## DESCRIPTION OF THE TASK:
Tally how many lines in the rows below contain the string "window", treating uppercase and lowercase as different, and reply with only that number.

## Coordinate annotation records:
■ ■ ■

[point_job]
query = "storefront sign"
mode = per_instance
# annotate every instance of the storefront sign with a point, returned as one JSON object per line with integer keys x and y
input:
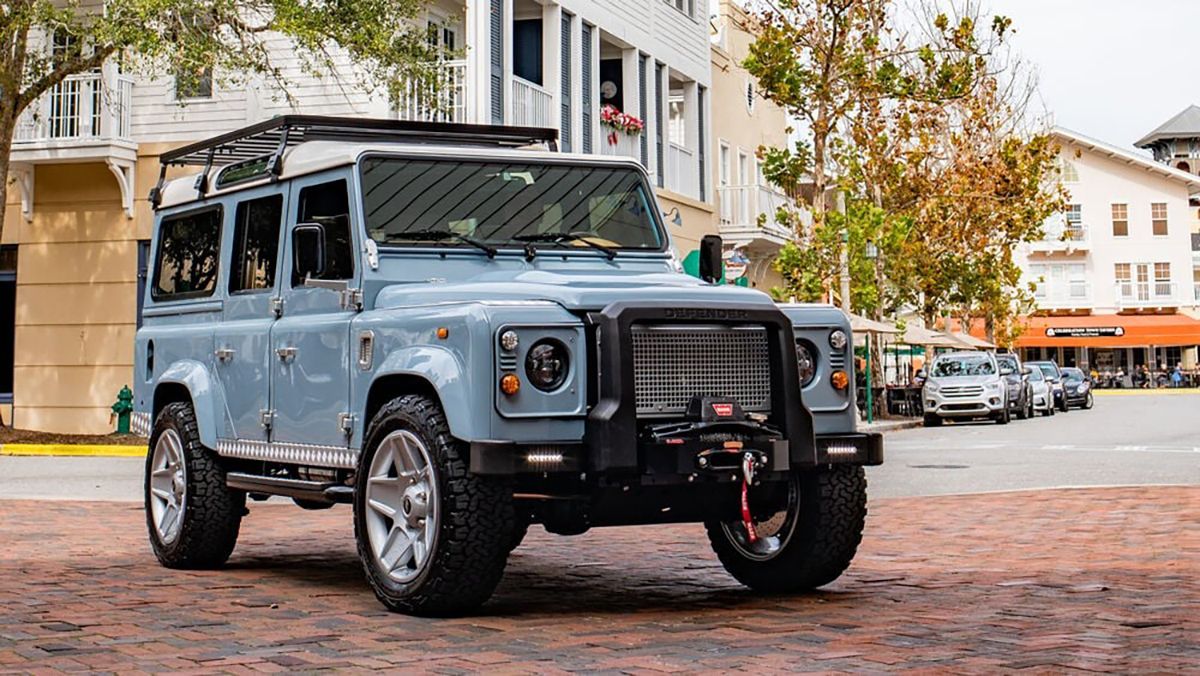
{"x": 1084, "y": 331}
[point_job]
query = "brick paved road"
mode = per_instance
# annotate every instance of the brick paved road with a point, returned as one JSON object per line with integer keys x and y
{"x": 1099, "y": 579}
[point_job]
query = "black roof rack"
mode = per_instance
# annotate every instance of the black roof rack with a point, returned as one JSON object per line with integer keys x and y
{"x": 273, "y": 137}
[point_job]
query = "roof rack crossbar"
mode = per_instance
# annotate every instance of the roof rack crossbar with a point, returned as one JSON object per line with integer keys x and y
{"x": 275, "y": 136}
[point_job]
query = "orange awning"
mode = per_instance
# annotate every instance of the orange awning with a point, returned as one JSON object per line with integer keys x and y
{"x": 1110, "y": 330}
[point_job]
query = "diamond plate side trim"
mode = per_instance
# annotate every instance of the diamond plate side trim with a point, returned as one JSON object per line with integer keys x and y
{"x": 291, "y": 453}
{"x": 139, "y": 423}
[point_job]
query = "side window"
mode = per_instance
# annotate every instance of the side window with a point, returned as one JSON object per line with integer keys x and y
{"x": 256, "y": 244}
{"x": 186, "y": 265}
{"x": 329, "y": 205}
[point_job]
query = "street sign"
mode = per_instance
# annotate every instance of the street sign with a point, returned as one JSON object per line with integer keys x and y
{"x": 1085, "y": 331}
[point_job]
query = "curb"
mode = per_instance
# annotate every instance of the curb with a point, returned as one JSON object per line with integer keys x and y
{"x": 64, "y": 450}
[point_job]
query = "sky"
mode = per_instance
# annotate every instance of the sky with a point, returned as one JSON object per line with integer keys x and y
{"x": 1113, "y": 70}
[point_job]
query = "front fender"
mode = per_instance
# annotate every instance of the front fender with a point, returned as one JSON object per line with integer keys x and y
{"x": 444, "y": 370}
{"x": 207, "y": 399}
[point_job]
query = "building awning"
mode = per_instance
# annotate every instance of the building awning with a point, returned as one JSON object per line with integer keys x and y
{"x": 1110, "y": 330}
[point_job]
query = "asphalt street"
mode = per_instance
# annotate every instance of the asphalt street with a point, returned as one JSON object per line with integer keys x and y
{"x": 1126, "y": 440}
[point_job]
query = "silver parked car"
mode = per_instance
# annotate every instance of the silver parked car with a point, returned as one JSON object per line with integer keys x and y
{"x": 965, "y": 386}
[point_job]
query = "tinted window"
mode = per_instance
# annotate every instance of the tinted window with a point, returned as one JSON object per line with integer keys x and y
{"x": 187, "y": 256}
{"x": 966, "y": 365}
{"x": 505, "y": 204}
{"x": 329, "y": 205}
{"x": 256, "y": 244}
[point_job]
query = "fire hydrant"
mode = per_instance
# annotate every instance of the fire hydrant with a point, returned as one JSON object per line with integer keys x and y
{"x": 121, "y": 411}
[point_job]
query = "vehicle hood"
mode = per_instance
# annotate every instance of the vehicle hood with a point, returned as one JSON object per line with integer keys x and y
{"x": 576, "y": 291}
{"x": 964, "y": 380}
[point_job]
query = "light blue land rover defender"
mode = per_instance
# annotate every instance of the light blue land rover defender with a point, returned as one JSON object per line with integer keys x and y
{"x": 461, "y": 331}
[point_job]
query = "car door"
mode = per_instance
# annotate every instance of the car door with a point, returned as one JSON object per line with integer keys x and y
{"x": 243, "y": 354}
{"x": 310, "y": 359}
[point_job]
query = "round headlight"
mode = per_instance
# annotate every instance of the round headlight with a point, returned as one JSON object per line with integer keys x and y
{"x": 805, "y": 363}
{"x": 546, "y": 365}
{"x": 838, "y": 339}
{"x": 509, "y": 340}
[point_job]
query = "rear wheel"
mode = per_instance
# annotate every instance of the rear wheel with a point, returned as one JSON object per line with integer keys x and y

■ ■ ■

## SOLUTION FOR THIS PROBLEM:
4